╭──
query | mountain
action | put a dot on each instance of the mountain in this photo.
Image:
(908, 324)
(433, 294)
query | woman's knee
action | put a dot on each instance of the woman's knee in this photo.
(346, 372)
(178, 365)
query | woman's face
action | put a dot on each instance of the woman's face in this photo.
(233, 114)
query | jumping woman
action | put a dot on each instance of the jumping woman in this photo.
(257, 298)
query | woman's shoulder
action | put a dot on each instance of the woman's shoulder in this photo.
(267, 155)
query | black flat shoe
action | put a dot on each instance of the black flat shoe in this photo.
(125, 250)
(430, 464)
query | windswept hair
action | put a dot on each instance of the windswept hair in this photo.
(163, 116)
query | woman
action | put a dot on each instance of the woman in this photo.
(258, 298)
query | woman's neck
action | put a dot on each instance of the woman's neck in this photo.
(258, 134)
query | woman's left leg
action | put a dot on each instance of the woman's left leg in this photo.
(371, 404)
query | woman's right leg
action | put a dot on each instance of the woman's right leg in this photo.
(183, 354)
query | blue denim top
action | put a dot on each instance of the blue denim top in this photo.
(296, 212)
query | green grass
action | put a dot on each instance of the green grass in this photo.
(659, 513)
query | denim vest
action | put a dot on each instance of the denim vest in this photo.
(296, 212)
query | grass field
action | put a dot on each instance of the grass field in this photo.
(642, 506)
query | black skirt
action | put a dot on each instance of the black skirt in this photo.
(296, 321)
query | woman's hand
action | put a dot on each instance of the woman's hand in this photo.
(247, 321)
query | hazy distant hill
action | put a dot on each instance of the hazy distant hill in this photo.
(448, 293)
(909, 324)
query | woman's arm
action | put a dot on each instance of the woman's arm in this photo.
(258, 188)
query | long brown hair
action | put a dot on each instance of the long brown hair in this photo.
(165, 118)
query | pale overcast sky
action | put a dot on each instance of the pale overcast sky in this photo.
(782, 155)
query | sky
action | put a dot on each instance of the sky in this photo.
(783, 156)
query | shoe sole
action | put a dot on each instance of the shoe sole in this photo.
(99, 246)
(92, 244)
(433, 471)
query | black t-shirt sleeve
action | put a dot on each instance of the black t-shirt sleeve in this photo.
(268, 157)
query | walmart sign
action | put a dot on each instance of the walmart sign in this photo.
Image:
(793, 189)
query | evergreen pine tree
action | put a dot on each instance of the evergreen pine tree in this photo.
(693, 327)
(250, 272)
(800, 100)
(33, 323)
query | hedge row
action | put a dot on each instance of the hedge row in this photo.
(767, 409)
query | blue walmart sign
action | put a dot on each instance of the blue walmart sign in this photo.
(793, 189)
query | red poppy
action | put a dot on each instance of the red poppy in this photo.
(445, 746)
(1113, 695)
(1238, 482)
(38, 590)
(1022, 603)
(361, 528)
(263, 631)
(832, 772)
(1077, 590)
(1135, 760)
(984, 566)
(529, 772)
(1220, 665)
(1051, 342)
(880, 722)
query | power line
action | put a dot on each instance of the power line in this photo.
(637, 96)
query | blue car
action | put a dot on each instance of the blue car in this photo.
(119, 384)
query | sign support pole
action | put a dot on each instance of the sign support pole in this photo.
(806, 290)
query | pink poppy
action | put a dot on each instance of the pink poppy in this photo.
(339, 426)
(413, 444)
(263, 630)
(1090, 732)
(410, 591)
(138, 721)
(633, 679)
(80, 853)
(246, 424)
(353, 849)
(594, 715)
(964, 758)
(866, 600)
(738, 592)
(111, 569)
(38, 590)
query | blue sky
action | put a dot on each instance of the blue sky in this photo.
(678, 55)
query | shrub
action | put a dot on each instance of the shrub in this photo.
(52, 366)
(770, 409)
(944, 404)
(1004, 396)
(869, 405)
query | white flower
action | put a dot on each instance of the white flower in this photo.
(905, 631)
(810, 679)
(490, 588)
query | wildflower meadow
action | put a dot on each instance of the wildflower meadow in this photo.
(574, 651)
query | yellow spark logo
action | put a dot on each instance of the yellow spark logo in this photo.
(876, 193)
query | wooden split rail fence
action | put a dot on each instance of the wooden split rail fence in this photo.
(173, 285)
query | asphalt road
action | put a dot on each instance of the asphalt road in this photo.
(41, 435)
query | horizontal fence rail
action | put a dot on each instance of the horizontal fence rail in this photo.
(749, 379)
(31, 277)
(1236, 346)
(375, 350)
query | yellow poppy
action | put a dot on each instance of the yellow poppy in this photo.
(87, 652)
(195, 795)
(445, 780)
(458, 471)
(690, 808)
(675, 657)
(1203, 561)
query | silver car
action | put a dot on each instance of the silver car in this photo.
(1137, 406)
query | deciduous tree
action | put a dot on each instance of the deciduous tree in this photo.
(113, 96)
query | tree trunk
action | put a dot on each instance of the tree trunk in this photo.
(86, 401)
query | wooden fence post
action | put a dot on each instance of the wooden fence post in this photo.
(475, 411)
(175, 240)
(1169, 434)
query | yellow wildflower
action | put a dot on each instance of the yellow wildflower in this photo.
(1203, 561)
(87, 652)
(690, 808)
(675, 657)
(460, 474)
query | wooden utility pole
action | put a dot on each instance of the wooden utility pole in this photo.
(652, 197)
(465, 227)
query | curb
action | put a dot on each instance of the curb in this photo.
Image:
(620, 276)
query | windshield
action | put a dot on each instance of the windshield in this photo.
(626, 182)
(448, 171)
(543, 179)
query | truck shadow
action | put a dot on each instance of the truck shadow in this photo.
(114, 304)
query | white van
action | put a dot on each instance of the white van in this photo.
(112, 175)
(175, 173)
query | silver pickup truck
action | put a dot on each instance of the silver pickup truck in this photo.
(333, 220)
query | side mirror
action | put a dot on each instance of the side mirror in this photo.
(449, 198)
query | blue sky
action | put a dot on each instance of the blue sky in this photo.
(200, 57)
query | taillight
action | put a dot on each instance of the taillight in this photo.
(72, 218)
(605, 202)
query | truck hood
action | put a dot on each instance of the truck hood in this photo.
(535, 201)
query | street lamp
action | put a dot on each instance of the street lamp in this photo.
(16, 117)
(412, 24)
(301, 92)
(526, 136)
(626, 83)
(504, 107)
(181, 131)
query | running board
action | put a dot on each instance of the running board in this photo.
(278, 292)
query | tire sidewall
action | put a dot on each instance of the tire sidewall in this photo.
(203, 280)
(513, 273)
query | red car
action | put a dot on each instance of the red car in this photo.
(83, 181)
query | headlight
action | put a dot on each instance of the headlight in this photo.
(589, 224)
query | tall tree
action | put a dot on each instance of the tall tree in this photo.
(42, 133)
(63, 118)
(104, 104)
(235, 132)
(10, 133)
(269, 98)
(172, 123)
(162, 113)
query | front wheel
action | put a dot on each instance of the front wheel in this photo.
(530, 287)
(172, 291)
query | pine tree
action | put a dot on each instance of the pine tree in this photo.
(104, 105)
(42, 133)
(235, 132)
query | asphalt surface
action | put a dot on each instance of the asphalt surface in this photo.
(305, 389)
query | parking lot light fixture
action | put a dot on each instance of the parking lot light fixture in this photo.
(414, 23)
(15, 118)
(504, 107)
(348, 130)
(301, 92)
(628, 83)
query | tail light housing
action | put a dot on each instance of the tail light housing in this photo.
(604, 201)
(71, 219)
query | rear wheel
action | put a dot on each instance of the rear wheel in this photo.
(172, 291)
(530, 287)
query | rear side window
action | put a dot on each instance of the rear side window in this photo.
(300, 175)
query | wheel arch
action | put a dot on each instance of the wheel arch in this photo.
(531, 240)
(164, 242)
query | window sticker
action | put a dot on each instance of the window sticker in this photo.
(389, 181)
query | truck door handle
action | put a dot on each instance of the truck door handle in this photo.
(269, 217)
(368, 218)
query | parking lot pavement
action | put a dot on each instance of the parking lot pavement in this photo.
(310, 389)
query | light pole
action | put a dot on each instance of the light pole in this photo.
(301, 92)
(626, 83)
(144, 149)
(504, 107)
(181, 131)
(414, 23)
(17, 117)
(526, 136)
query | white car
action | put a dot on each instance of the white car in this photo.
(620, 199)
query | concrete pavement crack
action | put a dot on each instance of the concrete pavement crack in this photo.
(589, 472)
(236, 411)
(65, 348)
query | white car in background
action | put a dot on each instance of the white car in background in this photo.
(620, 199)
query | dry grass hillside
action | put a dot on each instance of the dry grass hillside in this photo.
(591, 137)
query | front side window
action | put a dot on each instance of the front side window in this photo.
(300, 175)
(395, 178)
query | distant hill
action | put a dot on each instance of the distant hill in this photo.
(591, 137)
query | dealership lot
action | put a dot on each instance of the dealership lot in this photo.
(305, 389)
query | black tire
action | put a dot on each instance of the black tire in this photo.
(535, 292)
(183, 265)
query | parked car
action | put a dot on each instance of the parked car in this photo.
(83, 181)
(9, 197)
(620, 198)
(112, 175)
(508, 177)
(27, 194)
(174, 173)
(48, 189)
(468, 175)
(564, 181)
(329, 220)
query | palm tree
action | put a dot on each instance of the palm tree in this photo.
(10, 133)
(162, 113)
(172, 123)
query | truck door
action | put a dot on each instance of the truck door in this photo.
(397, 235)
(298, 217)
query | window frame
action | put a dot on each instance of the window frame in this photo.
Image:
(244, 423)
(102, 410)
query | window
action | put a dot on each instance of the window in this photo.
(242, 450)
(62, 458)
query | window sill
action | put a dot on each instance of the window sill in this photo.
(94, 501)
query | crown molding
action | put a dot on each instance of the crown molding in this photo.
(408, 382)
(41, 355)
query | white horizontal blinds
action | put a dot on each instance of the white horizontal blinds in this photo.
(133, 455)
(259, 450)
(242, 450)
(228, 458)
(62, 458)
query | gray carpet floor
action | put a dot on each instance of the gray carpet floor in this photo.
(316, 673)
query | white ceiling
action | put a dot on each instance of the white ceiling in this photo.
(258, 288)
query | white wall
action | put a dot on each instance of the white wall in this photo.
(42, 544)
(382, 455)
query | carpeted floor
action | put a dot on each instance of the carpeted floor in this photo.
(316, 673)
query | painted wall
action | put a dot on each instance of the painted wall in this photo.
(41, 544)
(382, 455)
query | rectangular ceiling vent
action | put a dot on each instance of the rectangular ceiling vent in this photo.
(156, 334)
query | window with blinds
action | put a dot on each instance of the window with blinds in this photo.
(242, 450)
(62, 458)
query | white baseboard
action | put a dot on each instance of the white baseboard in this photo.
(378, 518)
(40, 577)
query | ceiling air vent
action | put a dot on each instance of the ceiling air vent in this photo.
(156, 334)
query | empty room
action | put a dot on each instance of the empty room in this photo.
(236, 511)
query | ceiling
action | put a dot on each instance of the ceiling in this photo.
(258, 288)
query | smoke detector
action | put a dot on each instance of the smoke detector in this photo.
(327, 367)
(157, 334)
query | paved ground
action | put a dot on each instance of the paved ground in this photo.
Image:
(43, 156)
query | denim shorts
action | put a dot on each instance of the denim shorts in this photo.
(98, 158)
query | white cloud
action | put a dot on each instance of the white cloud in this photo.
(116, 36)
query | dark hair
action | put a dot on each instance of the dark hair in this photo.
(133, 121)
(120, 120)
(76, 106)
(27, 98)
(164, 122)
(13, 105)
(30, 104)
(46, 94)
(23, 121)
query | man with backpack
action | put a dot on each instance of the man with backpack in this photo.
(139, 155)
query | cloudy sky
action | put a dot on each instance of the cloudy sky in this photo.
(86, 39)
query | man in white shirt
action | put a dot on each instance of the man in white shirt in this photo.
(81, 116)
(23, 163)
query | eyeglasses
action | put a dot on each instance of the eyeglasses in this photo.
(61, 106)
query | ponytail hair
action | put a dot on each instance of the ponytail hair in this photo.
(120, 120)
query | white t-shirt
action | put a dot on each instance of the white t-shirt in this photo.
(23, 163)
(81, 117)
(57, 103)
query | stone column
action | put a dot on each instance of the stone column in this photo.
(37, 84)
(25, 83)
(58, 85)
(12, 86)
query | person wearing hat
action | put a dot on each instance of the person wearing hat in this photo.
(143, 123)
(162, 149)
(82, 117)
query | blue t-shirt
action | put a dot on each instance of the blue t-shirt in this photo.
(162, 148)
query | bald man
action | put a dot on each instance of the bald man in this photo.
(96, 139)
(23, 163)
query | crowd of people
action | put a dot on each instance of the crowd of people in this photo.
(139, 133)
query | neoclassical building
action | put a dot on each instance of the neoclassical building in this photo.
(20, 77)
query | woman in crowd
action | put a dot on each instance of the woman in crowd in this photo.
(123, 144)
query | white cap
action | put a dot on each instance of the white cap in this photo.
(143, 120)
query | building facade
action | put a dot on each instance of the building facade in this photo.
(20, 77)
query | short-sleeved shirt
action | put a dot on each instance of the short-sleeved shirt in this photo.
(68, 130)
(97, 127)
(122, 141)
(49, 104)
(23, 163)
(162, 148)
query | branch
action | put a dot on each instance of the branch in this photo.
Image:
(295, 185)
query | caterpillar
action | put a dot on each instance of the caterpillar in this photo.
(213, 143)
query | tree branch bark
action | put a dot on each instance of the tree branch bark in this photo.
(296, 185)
╰──
Exercise. Copy everything in the listing above from the line with "query | silver car" down to the line with "(1169, 434)", both included, reproducing each line unchanged.

The result.
query | silver car
action | put a dot on each instance of the silver car in this photo.
(1137, 406)
query | deciduous tree
action | put a dot on each instance of the deciduous tree in this photo.
(113, 96)
query | tree trunk
action | put a dot on each instance of the tree trunk in this photo.
(86, 401)
query | wooden fence post
action | put a dot on each instance of the wooden fence post in this photo.
(475, 411)
(175, 240)
(1169, 434)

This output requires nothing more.